■ PASSAGE GIVEN:

----

Note that many of the foregoing issues are modality-independent, and that cognitive considerations have a large role. Further, restricting the scope of the work to the natural language interaction itself – citing other sources of guidance concerning the accessibility of other aspects of the over-all system – seems reasonable in order to keep the requirement gathering effort suitably confined.


Thanks,

John

From: White, Jason J <jjwhite@ets.org>
Sent: 03 March 2021 17:21
To: public-rqtf@w3.org
Subject: RE: [EXTERNAL] Natural language interfaces and conversational agents

CAUTION: External. Do not click links or open attachments unless you know the content is safe.
________________________________
At the meeting today, it was agreed we should attempt a preliminary classification of the issues that should be addressed within the scope of this topic. Based on the conversations that have taken place so far, and after reflecting on the matter, here is my first approximation.

Sensory issues: the need to support multiple output modalities for the natural language interface (visual, auditory, braille/tactile), either directly or via assistive technologies. Whether a generic text input/output interface in the style of an IRC client or instant messaging application would suffice to satisfy these requirements, given the availability of assistive technologies. Whether AAC symbols or sign language could be used for output – possibly infeasible in the short term due to the unsolved research problems involved, at least for sign languages.

For visual output of the natural language interaction: what the user should be able to control (e.g., font size, text spacing, and other style properties of displayed text).

For spoken output of the natural language interaction: what the user should be able to control (e.g., speech rate, volume, choice of voices, etc.).

For graphical output generated by the system that is not part of the natural language interaction (e.g., maps, interactive Web pages, etc., displayed by the application in response to the user’s request) – we should probably refer to existing guidelines and indicate that only the natural language interaction itself is within scope here. This seems on first analysis to be a reasonable scope boundary. Also, if the natural language interface is part of a telephony application or similar service, perhaps RAUR could be referred to as well.

Input issues: support for multiple input modes (keyboard, switch, eye tracking, speech, etc.), either directly or via assistive technologies. Whether an IRC/instant messaging-style interaction is sufficient to satisfy these requirements, given the availability of assistive technologies. Whether sign language input or AAC symbol input can be supported, given the current state of technology (possibly different answers depending on the circumstances).

For speech input: accurate recognition of speakers who have different speech characteristics (e.g., due to having a disability). How the system should respond when low confidence in the speech recognition is detected (e.g., by prompting for information to be repeated or asking the user for confirmation).

For multimodal systems that support digital pen input or other forms of graphical input (e.g., for working with diagrams or for handwriting recognition), support for recognizing input provided by people with motor-related disabilities would be important, and this doesn’t seem to be addressed elsewhere in W3C guidance. Some systems, for example, offer a combination of speech input and pen input. On the other hand, we could argue that since the pen input isn’t strictly part of the natural language processing, it’s out of scope for purposes of the present project.

For text input: perhaps some error-handling issues (e.g., spelling errors) should be discussed). What else should be addressed here?

Cognitive: issues of discoverability – how the user knows what sentences/utterances the system will accept at any point during the interaction. Availability of help information. Inclusion of hints/prompts/suggestions in the system’s output to assist the user in knowing what can be done next. The use of menus of options to guide the user’s decisions during an interactive session.

----

■ SUPPLIED MATERIAL:
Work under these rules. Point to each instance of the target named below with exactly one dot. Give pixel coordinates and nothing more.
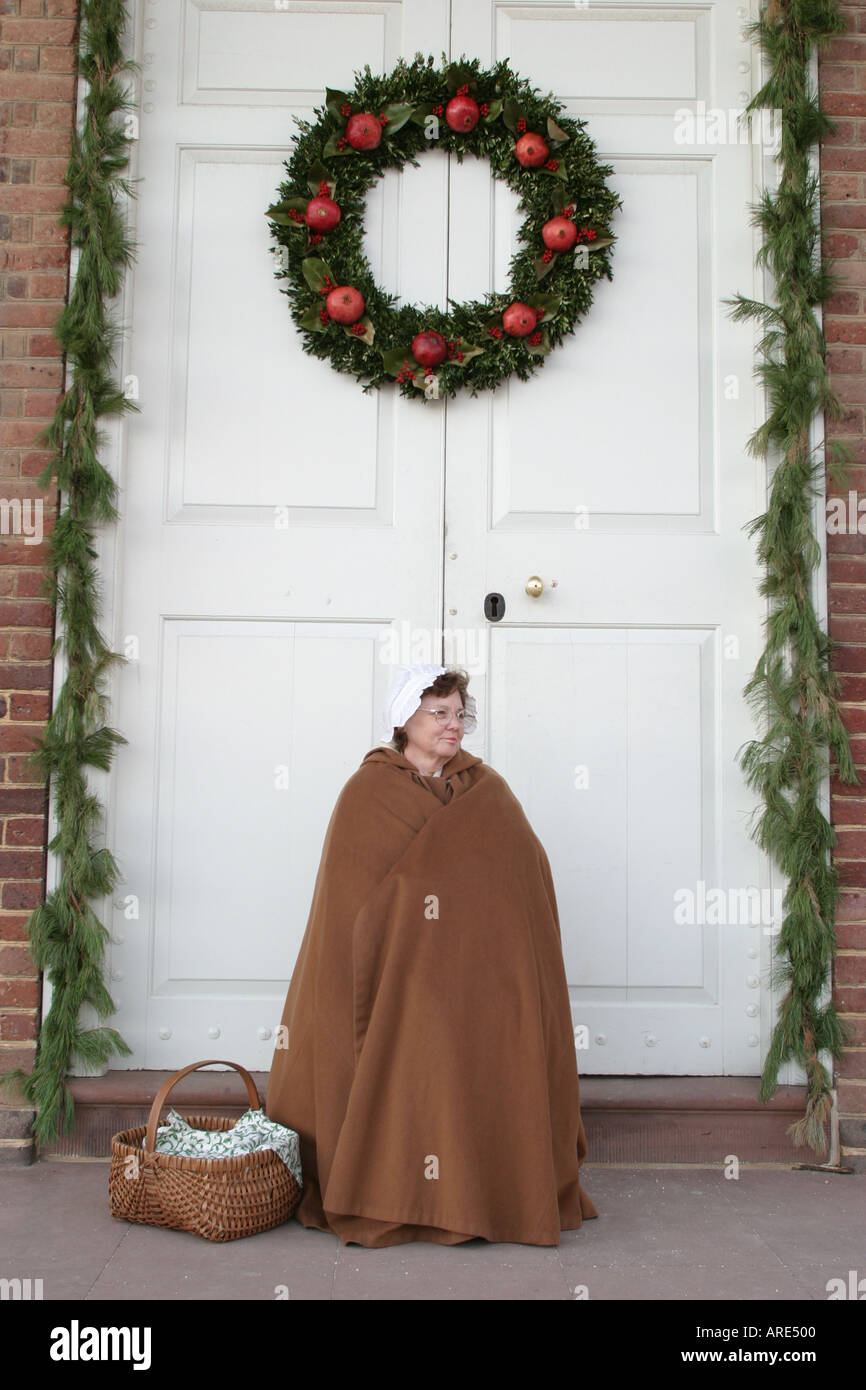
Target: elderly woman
(430, 1068)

----

■ TO BE DONE:
The message on natural language interfaces gives a parenthesized list of input modes after the words "Input issues". Name every mode in that list.

■ CORRECT RESPONSE:
Keyboard, switch, eye tracking, speech